- Battle of Bitter Lakes: Part of Jeroboam's Revolt
| Date | 925 BC |
| Location | Bitter Lakes |
| Result | Egyptian victory |

Belligerents
- Egypt: Nomads

Commanders and leaders
- Shoshenq I: Unknown

Strength
- Unknown: Unknown

Casualties and losses
- Unknown: Many killed

= Battle of Bitter Lakes =

925 BCE battle

The Battle of Bitter Lakes was a part of the military campaign of Shoshenq I into Asia in 925 BCE where he conquered many cities and towns. The location of the conflict was at Bitter Lakes, that we can identify with the lakes to the north by the frontier channel that was developed in part to guard the eastern border of Lower Egypt, although it is not certain that the channel reached that far south. The fortresses at the boundary served as checkpoints for Asiatics who attempted to enter Egypt. This would also serve to block the attacks such as this one mentioned in a stele of Shoshenq I in Karnak.

==Battle==
The battle began as a result of a border incursion by nomads. According to some scholars, Shoshenq used these forays as an excuse to launch an invasion to Judah. Paul Ash suggests that they may have been marauding nomads in the area of the shores of the Bitter Lakes, in Lower Egypt. The pharaoh was followed by his royal scribe Hori, and chariotry, to the battlefield. Not much is known about the actual battle besides the fact that Shoshenq won after surprising the enemy at the shores of Bitter Lakes.

==Records of the battle==
Previously mentioned stele of Shoshenq I, discovered at Karnak (specifically the Great Karnak Inscription in Hall K), mentions this much about the battle:

Now, My Majesty found that [ ... they] were killing [ ... ] army-leaders. His Majesty was upset about them Š [His Majesty went forth,] his chariotry accompanying him without (the enemy's) knowing it. His Majesty made great slaughter among them, Š at the edge of the Bitter Lakes.

— Task description —
From the Battle of Bitter Lakes text, extract the passage from "Commanders and leaders" to "I in Karnak." word for word.

— Supplied information —
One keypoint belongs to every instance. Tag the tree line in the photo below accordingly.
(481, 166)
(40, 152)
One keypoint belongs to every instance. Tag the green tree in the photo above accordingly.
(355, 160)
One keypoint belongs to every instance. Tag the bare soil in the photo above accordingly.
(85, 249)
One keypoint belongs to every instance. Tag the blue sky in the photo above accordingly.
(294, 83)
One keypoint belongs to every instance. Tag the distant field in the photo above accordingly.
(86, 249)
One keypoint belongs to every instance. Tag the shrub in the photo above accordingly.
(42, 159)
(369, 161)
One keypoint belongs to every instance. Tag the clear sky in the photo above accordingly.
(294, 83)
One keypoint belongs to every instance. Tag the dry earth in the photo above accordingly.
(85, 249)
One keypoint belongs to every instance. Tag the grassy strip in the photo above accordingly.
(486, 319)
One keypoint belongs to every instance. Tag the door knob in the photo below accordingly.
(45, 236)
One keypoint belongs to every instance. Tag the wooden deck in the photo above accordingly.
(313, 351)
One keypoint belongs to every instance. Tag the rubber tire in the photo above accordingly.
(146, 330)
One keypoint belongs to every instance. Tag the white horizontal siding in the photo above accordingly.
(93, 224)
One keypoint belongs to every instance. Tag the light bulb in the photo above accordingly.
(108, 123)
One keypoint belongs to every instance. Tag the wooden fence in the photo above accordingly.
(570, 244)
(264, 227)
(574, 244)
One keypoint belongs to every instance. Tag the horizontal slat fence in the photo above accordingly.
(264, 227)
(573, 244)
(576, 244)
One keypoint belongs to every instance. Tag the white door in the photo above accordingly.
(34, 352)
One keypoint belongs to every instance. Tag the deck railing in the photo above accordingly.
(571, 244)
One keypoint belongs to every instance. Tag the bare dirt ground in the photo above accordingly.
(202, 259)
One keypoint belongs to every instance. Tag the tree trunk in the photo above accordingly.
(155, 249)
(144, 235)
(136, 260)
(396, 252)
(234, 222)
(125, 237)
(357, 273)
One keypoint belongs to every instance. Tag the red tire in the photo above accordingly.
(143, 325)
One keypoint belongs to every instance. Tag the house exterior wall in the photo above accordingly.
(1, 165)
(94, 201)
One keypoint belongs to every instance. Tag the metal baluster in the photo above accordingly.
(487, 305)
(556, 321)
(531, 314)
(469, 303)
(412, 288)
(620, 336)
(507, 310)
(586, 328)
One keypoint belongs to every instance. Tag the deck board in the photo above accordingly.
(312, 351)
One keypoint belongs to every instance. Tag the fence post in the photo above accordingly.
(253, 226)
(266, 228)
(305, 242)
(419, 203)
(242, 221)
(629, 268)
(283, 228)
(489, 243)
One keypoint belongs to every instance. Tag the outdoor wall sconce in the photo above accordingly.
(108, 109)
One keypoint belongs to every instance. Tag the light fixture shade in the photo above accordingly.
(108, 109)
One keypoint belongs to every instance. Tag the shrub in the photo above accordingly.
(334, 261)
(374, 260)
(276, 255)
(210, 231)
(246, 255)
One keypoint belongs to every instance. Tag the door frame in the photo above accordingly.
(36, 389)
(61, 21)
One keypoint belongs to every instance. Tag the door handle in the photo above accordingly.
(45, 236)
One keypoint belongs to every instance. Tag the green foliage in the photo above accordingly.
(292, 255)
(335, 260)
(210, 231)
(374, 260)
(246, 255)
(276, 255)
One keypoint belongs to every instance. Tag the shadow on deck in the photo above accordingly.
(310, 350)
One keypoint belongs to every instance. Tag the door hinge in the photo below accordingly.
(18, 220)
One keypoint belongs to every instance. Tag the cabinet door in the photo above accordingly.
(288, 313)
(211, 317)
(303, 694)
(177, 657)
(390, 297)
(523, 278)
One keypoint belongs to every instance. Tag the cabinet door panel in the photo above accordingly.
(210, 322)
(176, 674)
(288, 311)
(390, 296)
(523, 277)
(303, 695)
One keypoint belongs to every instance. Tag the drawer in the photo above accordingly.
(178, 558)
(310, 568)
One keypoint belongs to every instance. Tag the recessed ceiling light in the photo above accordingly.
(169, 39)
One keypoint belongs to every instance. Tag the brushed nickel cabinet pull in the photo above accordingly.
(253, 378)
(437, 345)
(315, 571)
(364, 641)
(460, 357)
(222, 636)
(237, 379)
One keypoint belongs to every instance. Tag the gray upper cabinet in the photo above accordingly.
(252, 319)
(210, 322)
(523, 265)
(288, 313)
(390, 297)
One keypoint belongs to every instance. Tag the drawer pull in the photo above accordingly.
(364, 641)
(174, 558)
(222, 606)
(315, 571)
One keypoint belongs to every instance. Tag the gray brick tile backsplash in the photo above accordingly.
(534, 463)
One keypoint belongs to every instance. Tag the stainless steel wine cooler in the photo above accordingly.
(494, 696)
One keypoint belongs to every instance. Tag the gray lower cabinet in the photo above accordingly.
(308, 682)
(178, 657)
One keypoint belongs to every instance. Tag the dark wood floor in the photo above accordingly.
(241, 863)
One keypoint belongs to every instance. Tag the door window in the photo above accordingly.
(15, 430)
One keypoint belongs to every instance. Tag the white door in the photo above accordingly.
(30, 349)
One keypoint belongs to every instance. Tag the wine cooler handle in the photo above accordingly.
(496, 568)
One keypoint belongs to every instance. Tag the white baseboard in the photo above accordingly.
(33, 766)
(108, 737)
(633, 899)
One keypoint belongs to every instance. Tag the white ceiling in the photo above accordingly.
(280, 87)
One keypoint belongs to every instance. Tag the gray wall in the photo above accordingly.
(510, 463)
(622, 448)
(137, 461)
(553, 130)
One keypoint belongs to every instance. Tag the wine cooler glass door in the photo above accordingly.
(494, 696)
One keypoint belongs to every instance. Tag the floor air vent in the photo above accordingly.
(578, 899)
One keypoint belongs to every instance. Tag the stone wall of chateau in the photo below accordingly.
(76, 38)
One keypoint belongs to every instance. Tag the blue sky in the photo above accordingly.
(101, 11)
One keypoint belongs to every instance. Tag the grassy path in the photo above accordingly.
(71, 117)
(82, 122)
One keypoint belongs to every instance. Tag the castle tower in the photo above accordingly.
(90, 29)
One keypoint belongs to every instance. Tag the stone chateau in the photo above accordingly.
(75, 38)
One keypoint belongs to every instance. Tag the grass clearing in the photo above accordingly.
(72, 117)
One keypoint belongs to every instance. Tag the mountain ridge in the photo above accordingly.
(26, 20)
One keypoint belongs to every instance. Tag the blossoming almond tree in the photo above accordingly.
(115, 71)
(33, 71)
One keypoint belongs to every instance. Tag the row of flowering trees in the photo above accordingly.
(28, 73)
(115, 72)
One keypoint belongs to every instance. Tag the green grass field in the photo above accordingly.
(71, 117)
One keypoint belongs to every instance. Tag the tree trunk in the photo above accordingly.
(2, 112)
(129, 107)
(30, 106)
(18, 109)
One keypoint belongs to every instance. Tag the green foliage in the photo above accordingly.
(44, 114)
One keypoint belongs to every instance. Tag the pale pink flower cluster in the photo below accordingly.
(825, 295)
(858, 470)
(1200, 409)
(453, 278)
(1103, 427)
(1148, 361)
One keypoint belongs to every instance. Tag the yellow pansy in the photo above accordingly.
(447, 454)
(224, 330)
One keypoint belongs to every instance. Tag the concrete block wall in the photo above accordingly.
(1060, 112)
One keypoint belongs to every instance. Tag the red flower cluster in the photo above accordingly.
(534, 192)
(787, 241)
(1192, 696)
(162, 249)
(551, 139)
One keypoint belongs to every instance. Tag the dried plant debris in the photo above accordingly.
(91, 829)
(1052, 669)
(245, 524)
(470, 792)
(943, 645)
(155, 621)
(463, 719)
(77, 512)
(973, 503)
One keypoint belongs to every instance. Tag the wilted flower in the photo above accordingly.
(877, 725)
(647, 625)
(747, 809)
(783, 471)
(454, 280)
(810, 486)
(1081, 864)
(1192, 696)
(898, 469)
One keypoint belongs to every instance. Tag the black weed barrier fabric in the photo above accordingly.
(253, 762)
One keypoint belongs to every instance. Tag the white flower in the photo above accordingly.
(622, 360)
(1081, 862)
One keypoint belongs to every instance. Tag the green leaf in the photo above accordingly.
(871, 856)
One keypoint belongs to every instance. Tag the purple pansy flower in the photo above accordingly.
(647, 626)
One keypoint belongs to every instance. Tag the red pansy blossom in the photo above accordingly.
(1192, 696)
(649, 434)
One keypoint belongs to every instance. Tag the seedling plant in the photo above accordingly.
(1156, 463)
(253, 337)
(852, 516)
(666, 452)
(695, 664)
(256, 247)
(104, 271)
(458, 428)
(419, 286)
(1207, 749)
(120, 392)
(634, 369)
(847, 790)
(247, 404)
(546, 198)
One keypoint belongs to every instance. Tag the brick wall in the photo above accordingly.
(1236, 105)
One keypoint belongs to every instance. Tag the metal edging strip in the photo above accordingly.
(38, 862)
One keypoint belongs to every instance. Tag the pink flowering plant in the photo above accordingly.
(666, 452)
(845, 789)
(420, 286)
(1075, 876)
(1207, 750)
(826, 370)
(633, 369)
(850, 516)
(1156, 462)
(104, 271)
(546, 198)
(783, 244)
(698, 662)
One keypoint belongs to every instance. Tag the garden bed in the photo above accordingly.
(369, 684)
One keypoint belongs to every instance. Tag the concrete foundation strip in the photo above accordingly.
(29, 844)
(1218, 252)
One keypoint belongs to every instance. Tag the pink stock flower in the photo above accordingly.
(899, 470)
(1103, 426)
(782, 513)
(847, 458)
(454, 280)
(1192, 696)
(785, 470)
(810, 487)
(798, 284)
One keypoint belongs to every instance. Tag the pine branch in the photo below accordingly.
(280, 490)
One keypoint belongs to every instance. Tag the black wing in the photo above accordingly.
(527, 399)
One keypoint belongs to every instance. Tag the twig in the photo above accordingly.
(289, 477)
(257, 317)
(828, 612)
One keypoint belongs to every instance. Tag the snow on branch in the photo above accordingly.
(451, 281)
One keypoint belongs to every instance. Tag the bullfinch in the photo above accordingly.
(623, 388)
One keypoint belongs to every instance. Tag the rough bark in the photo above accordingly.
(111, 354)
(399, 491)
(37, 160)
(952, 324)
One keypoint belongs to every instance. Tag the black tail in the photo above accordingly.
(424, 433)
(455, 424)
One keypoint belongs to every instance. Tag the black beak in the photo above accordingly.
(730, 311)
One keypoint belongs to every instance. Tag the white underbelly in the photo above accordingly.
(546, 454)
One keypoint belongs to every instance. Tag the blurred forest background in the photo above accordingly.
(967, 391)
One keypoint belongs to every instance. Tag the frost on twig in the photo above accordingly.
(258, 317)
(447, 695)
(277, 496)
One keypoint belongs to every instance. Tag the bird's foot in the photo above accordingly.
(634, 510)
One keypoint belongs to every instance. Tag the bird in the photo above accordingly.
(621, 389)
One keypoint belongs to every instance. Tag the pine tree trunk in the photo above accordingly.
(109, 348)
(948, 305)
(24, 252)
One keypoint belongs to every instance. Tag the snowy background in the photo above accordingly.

— Full answer —
Commanders and leaders
- Shoshenq I: Unknown

Strength
- Unknown: Unknown

Casualties and losses
- Unknown: Many killed

= Battle of Bitter Lakes =

925 BCE battle

The Battle of Bitter Lakes was a part of the military campaign of Shoshenq I into Asia in 925 BCE where he conquered many cities and towns. The location of the conflict was at Bitter Lakes, that we can identify with the lakes to the north by the frontier channel that was developed in part to guard the eastern border of Lower Egypt, although it is not certain that the channel reached that far south. The fortresses at the boundary served as checkpoints for Asiatics who attempted to enter Egypt. This would also serve to block the attacks such as this one mentioned in a stele of Shoshenq I in Karnak.